### AIM OF THE EXERCISE
Write out every entry exactly as it stands.
EXERCISE INPUT START
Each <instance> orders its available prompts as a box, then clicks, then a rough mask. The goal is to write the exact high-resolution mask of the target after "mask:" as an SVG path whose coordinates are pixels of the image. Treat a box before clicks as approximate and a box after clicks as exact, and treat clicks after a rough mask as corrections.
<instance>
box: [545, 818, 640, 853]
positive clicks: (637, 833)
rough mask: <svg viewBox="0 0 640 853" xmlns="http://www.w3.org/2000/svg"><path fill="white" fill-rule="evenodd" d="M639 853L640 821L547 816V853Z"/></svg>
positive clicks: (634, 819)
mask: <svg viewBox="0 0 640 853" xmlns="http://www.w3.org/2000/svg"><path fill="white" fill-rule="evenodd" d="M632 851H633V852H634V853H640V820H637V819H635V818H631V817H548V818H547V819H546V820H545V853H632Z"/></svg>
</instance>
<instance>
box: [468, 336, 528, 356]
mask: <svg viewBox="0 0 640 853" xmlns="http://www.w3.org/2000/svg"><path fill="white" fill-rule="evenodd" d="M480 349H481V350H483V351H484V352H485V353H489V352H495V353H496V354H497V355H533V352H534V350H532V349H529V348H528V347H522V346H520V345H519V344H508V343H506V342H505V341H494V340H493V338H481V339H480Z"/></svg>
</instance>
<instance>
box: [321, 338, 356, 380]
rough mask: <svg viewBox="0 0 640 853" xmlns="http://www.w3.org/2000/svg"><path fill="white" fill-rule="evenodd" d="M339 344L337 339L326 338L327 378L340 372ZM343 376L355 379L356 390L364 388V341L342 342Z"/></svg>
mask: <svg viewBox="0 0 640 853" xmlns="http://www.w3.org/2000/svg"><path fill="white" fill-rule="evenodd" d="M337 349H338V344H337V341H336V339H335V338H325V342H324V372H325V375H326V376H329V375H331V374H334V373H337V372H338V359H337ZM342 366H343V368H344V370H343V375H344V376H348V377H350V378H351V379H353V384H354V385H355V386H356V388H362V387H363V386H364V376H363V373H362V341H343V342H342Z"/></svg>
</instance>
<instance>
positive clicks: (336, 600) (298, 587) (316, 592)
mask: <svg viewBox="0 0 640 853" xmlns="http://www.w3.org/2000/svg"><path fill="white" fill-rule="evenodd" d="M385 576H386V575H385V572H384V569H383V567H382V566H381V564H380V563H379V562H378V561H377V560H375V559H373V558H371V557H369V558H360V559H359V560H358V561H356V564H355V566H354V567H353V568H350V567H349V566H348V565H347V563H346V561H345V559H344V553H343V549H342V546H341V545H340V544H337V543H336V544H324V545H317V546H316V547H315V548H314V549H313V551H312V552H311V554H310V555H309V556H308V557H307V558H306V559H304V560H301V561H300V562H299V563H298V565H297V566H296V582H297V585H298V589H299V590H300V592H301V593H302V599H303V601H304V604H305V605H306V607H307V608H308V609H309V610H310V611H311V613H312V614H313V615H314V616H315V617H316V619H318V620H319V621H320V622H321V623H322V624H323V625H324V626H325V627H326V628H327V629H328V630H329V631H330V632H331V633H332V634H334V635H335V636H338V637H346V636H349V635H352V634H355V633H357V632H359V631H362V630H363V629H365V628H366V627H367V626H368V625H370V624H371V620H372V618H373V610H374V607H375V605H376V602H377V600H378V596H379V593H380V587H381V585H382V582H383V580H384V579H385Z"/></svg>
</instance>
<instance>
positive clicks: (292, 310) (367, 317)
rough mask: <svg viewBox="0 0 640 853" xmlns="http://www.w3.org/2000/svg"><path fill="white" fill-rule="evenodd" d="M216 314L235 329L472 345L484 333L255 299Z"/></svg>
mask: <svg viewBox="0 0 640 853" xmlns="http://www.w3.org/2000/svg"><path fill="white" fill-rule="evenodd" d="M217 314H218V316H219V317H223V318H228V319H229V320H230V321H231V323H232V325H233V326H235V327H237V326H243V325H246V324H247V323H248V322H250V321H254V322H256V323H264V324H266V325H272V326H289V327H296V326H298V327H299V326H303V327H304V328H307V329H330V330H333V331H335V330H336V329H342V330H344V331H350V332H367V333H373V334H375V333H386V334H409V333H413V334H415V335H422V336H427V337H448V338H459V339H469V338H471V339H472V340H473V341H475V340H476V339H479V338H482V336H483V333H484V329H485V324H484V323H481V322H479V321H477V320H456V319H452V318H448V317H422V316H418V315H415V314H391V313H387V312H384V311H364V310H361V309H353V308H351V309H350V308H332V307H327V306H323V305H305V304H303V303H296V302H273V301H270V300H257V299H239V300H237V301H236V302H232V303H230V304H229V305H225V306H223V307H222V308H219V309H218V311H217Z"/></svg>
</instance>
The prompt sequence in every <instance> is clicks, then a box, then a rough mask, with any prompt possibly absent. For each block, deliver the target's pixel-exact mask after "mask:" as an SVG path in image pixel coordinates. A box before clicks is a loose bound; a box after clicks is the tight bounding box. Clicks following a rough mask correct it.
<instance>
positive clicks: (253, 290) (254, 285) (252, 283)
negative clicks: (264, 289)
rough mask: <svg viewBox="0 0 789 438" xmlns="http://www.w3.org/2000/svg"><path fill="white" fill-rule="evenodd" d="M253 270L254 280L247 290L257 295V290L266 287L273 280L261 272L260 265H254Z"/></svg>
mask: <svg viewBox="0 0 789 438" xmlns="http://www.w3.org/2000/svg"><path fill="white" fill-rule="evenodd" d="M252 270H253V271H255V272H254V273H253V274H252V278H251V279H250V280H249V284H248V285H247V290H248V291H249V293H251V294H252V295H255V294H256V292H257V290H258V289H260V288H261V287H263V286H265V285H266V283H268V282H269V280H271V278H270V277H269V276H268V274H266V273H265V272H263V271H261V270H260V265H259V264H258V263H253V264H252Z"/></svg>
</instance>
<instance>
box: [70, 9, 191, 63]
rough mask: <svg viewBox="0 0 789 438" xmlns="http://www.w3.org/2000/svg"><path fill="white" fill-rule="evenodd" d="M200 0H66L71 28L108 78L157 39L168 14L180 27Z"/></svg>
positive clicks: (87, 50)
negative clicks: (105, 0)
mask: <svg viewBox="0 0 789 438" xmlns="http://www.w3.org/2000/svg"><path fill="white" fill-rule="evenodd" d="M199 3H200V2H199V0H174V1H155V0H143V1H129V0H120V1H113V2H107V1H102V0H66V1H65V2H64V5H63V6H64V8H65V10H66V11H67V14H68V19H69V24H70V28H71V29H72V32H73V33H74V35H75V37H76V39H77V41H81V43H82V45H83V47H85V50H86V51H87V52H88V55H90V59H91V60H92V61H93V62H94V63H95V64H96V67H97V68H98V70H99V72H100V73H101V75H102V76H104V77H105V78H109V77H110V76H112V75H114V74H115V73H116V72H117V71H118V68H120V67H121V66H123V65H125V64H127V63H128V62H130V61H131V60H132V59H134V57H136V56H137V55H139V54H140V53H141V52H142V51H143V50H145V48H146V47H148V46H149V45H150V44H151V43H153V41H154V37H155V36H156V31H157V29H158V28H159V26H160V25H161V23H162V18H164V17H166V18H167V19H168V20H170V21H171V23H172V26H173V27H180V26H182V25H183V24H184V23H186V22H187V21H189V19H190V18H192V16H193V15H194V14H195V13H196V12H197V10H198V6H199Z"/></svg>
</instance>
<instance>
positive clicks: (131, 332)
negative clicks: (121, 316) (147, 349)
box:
EXERCISE INPUT END
### ANSWER TO THE EXERCISE
Each <instance> orders its available prompts as a box, then clicks, then a rough mask. The goal is to write the exact high-resolution mask of the target after "mask:" as an SVG path whose coordinates are pixels of the image. Treat a box before clicks as approximate and a box after clicks as exact, and treat clicks after a rough mask as corrections.
<instance>
box: [545, 818, 640, 853]
positive clicks: (637, 833)
rough mask: <svg viewBox="0 0 640 853" xmlns="http://www.w3.org/2000/svg"><path fill="white" fill-rule="evenodd" d="M639 853L640 821L547 816V853Z"/></svg>
positive clicks: (634, 819)
mask: <svg viewBox="0 0 640 853" xmlns="http://www.w3.org/2000/svg"><path fill="white" fill-rule="evenodd" d="M632 851H633V852H634V853H640V820H637V819H635V818H631V817H548V818H547V819H546V820H545V853H632Z"/></svg>
</instance>
<instance>
box: [468, 336, 528, 356]
mask: <svg viewBox="0 0 640 853" xmlns="http://www.w3.org/2000/svg"><path fill="white" fill-rule="evenodd" d="M480 349H481V350H483V351H484V352H485V353H489V352H495V353H496V354H497V355H533V352H534V350H532V349H529V348H528V347H522V346H520V345H519V344H508V343H506V342H505V341H494V340H493V338H481V339H480Z"/></svg>
</instance>
<instance>
box: [321, 338, 356, 380]
rough mask: <svg viewBox="0 0 640 853" xmlns="http://www.w3.org/2000/svg"><path fill="white" fill-rule="evenodd" d="M339 344L337 339L326 338L327 378L340 372ZM343 376L355 379L356 390L364 388V341L342 342Z"/></svg>
mask: <svg viewBox="0 0 640 853" xmlns="http://www.w3.org/2000/svg"><path fill="white" fill-rule="evenodd" d="M337 349H338V344H337V341H336V339H335V338H325V342H324V372H325V375H326V376H329V375H331V374H334V373H337V372H338V359H337ZM342 366H343V368H344V370H343V375H344V376H348V377H350V378H351V379H353V384H354V385H355V386H356V388H362V387H363V386H364V376H363V373H362V341H343V342H342Z"/></svg>
</instance>
<instance>
positive clicks: (336, 600) (298, 587) (316, 592)
mask: <svg viewBox="0 0 640 853" xmlns="http://www.w3.org/2000/svg"><path fill="white" fill-rule="evenodd" d="M385 576H386V575H385V572H384V569H383V567H382V566H381V564H380V563H379V562H378V561H377V560H375V559H373V558H371V557H369V558H360V559H359V560H358V561H356V564H355V566H354V567H353V568H350V567H349V566H348V565H347V563H346V561H345V559H344V553H343V549H342V546H341V545H340V544H337V543H336V544H324V545H317V546H316V547H315V548H314V549H313V551H312V552H311V554H310V555H309V556H308V557H307V558H306V559H304V560H301V561H300V562H299V563H298V565H297V566H296V582H297V585H298V589H299V590H300V592H301V593H302V599H303V601H304V604H305V605H306V607H307V608H308V609H309V610H310V611H311V613H312V614H313V615H314V616H315V617H316V619H318V620H319V621H320V622H321V623H322V624H323V625H324V626H325V627H326V628H327V629H328V630H329V631H330V632H331V633H332V634H334V635H335V636H338V637H346V636H349V635H352V634H355V633H357V632H359V631H362V630H363V629H365V628H366V627H367V626H368V625H370V624H371V620H372V618H373V610H374V607H375V605H376V602H377V600H378V596H379V593H380V587H381V585H382V582H383V580H384V579H385Z"/></svg>
</instance>
<instance>
positive clicks: (292, 310) (367, 317)
rough mask: <svg viewBox="0 0 640 853" xmlns="http://www.w3.org/2000/svg"><path fill="white" fill-rule="evenodd" d="M216 314L235 329L472 345L484 333L255 299Z"/></svg>
mask: <svg viewBox="0 0 640 853" xmlns="http://www.w3.org/2000/svg"><path fill="white" fill-rule="evenodd" d="M217 314H218V316H219V317H223V318H228V319H229V320H230V321H231V323H232V325H233V326H235V327H237V326H243V325H246V324H247V323H248V322H250V321H254V322H256V323H264V324H266V325H272V326H289V327H296V326H298V327H299V326H303V327H304V328H307V329H330V330H333V331H335V330H336V329H342V330H344V331H350V332H367V333H373V334H375V333H386V334H409V333H413V334H415V335H422V336H427V337H448V338H459V339H469V338H471V339H472V340H473V341H475V340H476V339H479V338H482V336H483V333H484V329H485V324H484V323H481V322H479V321H477V320H456V319H452V318H448V317H422V316H418V315H415V314H391V313H387V312H384V311H364V310H361V309H353V308H351V309H350V308H332V307H327V306H323V305H305V304H303V303H296V302H273V301H270V300H257V299H239V300H237V301H236V302H232V303H230V304H229V305H225V306H223V307H222V308H219V309H218V311H217Z"/></svg>
</instance>
The prompt sequence in every <instance> is clicks, then a box, then a rough mask, with any prompt possibly absent. For each block, deliver the target's pixel-exact mask after "mask:" as an SVG path in image pixel coordinates. A box before clicks is a loose bound; a box after clicks is the tight bounding box. Clicks following a rough mask correct it.
<instance>
positive clicks: (253, 290) (254, 285) (252, 283)
negative clicks: (264, 289)
rough mask: <svg viewBox="0 0 789 438" xmlns="http://www.w3.org/2000/svg"><path fill="white" fill-rule="evenodd" d="M253 270L254 280L247 290L257 295V290L266 287L273 280L261 272L260 265H254Z"/></svg>
mask: <svg viewBox="0 0 789 438" xmlns="http://www.w3.org/2000/svg"><path fill="white" fill-rule="evenodd" d="M252 270H253V271H255V272H254V273H253V274H252V278H251V279H250V280H249V284H248V285H247V290H248V291H249V293H251V294H252V295H255V294H256V292H257V290H258V289H260V288H261V287H263V286H265V285H266V283H268V282H269V280H271V278H270V277H269V276H268V274H266V273H265V272H263V271H261V270H260V265H259V264H258V263H253V264H252Z"/></svg>
</instance>
<instance>
box: [70, 9, 191, 63]
rough mask: <svg viewBox="0 0 789 438" xmlns="http://www.w3.org/2000/svg"><path fill="white" fill-rule="evenodd" d="M200 0H66L71 28L108 78L157 39L168 14L180 27Z"/></svg>
positive clicks: (87, 50)
negative clicks: (105, 0)
mask: <svg viewBox="0 0 789 438" xmlns="http://www.w3.org/2000/svg"><path fill="white" fill-rule="evenodd" d="M199 3H200V2H199V0H174V1H155V0H143V1H129V0H120V1H113V2H107V1H102V0H66V1H65V2H64V5H63V6H64V8H65V10H66V11H67V14H68V19H69V24H70V28H71V29H72V32H73V33H74V35H75V37H76V39H77V41H81V43H82V45H83V47H85V50H86V51H87V52H88V55H90V59H91V60H92V61H93V62H94V63H95V64H96V67H97V68H98V70H99V72H100V73H101V75H102V76H104V77H105V78H109V77H110V76H112V75H114V74H115V73H116V72H117V71H118V68H120V67H121V66H123V65H125V64H127V63H128V62H130V61H131V60H132V59H134V57H136V56H137V55H139V54H140V53H141V52H142V51H143V50H145V48H146V47H148V46H149V45H150V44H151V43H153V41H154V37H155V36H156V31H157V29H158V28H159V26H160V25H161V23H162V18H164V17H166V18H167V19H168V20H170V21H171V23H172V26H173V27H180V26H182V25H183V24H184V23H186V22H187V21H189V19H190V18H192V16H193V15H194V14H195V13H196V12H197V10H198V6H199Z"/></svg>
</instance>
<instance>
positive clicks: (131, 332)
negative clicks: (121, 316) (147, 349)
box:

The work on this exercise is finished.